#### [GOAL A]
In the excerpt about Banda Singh, who was appointed zamindar of the whole pargana?

#### [SELECTED EXTRACT]
== == ==
The Guru [Banda Singh] told Jan Muhammad , the zamindar of Gulabnagar that he had been appointed zamindar of the whole pargana. His lapses had been excused. He was told to go along with his contingent to bring Sardar Khan , the zamindar of chondla. He should then, accompany them to punish Jalal Khan, the Afghan.

A news was received [by Banda Singh] that Jalal Khan had a large force at his command. The Guru [Banda Singh] told them that he [Jalal Khan] would be captured in a few hours time."


July 1, 1710 - Saturday 

A letter came from the home-place of Maruf Khan through the head waqia-nawais ...... on June 19, the army of the rebel Guru [Banda Singh] came out with imperial splendour upon the village Kehra where the Afghans of village Dehrana , etc. upto the village of Mukud had assembled for the purpose of fighting a jihad [against the Sikhs]. Jalal Khan accompanied by Ghulam Muhammad Banira, Pir Muhammad Khan and about two hundred horsemen came to Jalalabad and faced their adversaries on Wednesday. Some of the infidels were killed. They had created hell in the area of five or six kos. The Sikhs were defeated , took to their heels. ......."
== == ==
#### [DATASET CONTENT]
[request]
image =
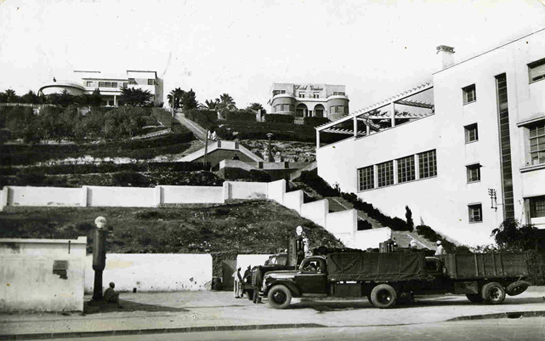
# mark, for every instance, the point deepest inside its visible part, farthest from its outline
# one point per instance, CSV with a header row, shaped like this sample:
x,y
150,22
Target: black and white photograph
x,y
272,170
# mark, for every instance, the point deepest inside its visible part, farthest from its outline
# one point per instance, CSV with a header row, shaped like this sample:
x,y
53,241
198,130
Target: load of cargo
x,y
384,278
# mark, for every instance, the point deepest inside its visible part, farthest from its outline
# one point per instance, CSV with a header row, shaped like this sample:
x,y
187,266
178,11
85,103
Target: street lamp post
x,y
99,257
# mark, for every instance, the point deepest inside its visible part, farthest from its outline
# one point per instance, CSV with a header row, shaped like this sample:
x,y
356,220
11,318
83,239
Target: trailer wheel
x,y
279,297
493,293
383,296
474,298
517,288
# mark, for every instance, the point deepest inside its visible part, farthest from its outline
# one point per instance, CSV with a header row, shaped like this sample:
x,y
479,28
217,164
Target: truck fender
x,y
295,291
517,288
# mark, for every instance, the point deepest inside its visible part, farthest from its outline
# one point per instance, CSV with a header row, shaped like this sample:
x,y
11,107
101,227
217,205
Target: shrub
x,y
315,121
279,118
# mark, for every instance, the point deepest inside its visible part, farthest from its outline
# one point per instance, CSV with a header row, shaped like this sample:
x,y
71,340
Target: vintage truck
x,y
385,277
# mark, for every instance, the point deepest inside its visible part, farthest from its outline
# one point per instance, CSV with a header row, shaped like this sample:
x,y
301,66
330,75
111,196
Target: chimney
x,y
446,56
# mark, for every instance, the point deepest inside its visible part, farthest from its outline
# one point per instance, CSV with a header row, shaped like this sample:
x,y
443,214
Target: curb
x,y
42,336
511,315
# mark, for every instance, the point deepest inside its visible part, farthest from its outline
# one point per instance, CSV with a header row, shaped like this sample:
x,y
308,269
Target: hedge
x,y
316,121
239,116
276,118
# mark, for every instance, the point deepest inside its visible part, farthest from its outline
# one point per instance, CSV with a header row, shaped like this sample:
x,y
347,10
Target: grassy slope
x,y
258,226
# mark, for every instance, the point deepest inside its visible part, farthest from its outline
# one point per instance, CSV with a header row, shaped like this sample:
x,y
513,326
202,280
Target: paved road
x,y
501,329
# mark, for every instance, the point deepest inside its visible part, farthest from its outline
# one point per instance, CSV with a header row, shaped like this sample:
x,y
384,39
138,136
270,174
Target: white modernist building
x,y
464,152
309,100
109,85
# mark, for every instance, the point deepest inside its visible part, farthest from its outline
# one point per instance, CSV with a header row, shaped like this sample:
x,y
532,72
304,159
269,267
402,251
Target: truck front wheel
x,y
493,293
474,298
383,296
279,297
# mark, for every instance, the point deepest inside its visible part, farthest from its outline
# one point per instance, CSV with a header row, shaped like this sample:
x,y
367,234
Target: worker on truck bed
x,y
440,251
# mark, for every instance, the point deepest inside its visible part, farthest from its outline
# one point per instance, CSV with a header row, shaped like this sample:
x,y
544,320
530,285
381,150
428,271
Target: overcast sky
x,y
376,48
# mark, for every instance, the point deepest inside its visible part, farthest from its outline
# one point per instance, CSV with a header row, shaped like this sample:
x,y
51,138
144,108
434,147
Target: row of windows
x,y
405,168
105,84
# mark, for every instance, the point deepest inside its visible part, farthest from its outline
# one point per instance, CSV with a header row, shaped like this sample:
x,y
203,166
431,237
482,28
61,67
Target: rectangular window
x,y
427,164
473,173
470,94
472,133
475,213
367,178
537,207
537,143
385,174
536,70
405,169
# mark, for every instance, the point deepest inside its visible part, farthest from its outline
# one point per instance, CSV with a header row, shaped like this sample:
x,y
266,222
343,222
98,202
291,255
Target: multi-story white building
x,y
463,153
309,100
109,85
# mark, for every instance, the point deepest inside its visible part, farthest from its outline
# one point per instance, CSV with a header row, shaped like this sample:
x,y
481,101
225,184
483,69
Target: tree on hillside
x,y
188,100
174,97
256,107
226,103
11,97
211,104
135,97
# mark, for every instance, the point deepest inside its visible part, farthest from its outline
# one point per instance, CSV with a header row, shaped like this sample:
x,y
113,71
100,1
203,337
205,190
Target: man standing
x,y
440,251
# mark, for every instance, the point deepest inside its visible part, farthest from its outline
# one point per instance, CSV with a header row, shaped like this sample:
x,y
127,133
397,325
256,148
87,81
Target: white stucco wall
x,y
27,282
121,196
316,211
371,238
294,200
191,194
247,190
153,272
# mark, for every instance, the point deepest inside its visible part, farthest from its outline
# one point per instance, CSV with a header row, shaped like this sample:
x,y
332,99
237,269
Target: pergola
x,y
375,116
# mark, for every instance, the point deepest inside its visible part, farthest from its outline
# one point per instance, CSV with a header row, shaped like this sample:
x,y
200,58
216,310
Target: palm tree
x,y
211,104
226,103
10,95
175,96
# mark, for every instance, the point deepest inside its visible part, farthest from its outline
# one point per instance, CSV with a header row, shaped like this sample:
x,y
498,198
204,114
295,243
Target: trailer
x,y
384,278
== == ==
#### [GOAL B]
Extract each line of the entries that contains the word "white".

#### [EXERCISE OUTPUT A]
Jan Muhammad, the zamindar of Gulabnagar.

#### [EXERCISE OUTPUT B]
Target: black and white photograph
Target: white modernist building
Target: multi-story white building
Target: white stucco wall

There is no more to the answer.